» Work instructions: Using the listing below, please gather every line containing the word "lamp".

» Provided records:
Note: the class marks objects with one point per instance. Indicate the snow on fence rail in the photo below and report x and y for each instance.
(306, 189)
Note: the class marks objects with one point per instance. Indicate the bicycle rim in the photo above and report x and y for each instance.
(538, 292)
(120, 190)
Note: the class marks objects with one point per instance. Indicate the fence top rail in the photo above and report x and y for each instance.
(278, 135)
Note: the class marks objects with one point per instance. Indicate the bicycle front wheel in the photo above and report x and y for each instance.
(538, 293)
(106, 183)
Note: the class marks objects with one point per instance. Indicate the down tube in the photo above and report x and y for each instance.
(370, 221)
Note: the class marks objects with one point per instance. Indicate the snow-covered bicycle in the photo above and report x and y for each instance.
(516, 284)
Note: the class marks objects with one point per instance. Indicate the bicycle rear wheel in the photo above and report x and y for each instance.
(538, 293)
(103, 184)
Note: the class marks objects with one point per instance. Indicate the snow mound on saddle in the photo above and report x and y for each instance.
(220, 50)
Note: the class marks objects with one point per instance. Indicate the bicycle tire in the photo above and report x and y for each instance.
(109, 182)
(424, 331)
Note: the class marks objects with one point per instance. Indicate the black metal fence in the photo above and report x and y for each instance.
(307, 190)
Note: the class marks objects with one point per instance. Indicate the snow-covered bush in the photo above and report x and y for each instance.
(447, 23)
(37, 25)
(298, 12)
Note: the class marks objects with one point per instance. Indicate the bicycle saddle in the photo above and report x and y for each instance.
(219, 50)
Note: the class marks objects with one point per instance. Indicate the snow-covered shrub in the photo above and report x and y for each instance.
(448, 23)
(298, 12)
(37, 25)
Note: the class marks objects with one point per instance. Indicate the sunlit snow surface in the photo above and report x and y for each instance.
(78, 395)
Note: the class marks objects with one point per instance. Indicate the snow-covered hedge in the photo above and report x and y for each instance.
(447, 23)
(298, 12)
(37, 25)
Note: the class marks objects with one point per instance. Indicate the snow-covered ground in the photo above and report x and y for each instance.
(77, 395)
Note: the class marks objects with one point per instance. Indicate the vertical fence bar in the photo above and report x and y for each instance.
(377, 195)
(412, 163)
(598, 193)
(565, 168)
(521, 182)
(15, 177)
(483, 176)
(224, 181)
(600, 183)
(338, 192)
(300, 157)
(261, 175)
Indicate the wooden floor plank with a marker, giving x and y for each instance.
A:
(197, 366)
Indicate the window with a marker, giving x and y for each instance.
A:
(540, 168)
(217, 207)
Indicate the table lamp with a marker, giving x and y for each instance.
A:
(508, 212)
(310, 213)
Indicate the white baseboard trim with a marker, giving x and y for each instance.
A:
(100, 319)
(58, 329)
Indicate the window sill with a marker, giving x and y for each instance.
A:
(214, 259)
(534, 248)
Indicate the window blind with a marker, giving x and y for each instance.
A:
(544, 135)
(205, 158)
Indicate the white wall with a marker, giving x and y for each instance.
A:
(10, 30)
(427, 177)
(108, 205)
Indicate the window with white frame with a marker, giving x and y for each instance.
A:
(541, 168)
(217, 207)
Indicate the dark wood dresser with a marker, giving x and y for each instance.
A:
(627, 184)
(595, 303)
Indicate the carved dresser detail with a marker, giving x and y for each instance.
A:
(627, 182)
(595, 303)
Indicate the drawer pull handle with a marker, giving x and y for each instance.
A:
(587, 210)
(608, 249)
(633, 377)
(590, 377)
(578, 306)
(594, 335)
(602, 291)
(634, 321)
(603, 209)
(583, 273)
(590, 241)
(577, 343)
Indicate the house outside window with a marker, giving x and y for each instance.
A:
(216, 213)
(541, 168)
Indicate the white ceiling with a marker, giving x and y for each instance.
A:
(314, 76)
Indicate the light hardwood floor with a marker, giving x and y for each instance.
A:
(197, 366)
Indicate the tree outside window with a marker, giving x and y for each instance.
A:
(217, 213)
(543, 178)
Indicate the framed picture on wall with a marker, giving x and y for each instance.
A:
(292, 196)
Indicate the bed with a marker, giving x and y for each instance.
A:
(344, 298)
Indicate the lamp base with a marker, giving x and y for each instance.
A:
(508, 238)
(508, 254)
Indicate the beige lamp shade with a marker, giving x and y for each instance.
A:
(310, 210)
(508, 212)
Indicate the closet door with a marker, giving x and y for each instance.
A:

» Task output:
Indicate the table lamp with a marker, giving x and y for each instance.
Indicate the lamp base with a marker, giving x and y for each instance.
Indicate the beige lamp shade with a marker, giving x and y for each instance.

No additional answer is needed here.